Given problem:
Copy out every line of the records below that has the word "sepal" in it, leaving out all other lines.

Data:
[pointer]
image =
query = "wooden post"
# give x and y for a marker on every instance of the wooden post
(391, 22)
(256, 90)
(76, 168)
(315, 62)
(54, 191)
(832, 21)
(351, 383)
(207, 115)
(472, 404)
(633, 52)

---

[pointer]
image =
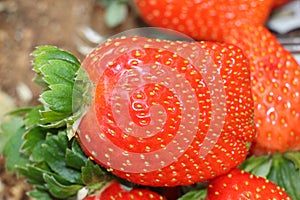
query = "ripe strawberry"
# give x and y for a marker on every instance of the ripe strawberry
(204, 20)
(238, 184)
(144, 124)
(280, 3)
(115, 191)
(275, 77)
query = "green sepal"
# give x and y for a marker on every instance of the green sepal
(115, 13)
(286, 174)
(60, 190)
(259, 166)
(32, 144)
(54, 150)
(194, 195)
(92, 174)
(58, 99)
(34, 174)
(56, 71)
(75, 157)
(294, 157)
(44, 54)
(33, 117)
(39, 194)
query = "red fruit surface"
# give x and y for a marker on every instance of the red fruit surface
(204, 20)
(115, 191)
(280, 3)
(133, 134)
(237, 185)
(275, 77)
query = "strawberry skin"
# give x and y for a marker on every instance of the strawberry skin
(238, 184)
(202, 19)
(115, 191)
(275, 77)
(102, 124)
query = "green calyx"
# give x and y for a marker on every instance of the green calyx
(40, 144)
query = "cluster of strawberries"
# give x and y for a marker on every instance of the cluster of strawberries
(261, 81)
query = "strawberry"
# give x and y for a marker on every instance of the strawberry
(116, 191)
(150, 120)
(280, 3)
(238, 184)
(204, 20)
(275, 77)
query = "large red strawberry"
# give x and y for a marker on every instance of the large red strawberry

...

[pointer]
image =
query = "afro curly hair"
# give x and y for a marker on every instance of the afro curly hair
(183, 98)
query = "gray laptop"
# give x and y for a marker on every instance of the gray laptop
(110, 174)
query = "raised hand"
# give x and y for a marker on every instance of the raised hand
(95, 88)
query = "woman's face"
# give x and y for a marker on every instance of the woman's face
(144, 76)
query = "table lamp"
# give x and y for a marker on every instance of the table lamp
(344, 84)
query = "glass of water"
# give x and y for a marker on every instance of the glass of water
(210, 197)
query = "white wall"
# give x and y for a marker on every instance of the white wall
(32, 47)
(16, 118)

Solution for this problem:
query = "green sepal"
# give x and y for a marker on every instance of the green sepal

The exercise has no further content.